TEXTE FOURNI -
◇ ◇ ◇ ◇ ◇ ◇ ◇

M.H. : Encore une fois, je renvoie dos à dos extrême-gauche et extrême-droite. L’extrême-gauche, hélas plus politiquement correct, est devenue de fait l’alliée de l’islamisme qui sème la terreur et la mort dans le monde, en particulier en France.
Emmanuel Macron n’est pas illégitime, il a le droit de se porter candidat mais c’est un candidat de gauche, de gauche masquée mais de gauche quand même. J’ai beaucoup de réserves dans la mesure où il a été l’un des principaux – si ce n’est le principal – artisans de la politique économique de François Hollande, qui a échoué. Je vois mal comment il peut se dédouaner de la responsabilité qui est la sienne dans l’échec de ce quinquennat. C’est un homme de talent, mais qui est jeune et qui manque incontestablement d’expérience. Il a affirmé il y a quelques semaines qu’on enseignait dans les écoles juives la Torah plus que les savoirs fondamentaux, ce qui est faux. Il déclare aujourd’hui que la colonisation est un crime contre l’humanité, ce qui est aussi une ineptie. Par ailleurs, du point de vue moral, sa candidature me pose un problème, puisqu’elle sonne comme une trahison envers François Hollande, à qui il doit absolument tout.

◇ ◇ ◇ ◇ ◇ ◇ ◇

SECTION DES DONNÉES -
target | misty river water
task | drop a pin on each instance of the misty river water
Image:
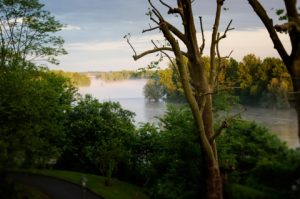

◇ ◇ ◇ ◇ ◇ ◇ ◇

EXERCICE - Rédigez la suite de l'entretien sur la candidature d'Emmanuel Macron, en reprenant juste après sa dernière phrase.

RÉSULTAT CI-DESSOUS -
Pour ma part, député UDI, j’étais initialement favorable à une candidature de Jean-Louis Borloo, qui a renoncé. Nicolas Sarkozy éliminé au premier tour, j’ai apporté mon soutien au second tour à François Fillon, qui a gagné brillamment la primaire de la droite et du centre, à laquelle ont participé plus de quatre millions d’électeurs.
C’est un candidat de grand talent, qui a une stature d’homme d’Etat, qui a fait ses preuves à Matignon dans une période qui n’était pas évidente pour la France et qui plus est, est un ami d’Israël et du peuple juif.
Lph: Les ennuis judiciaires qui menacent sa candidature sont-ils préoccupants?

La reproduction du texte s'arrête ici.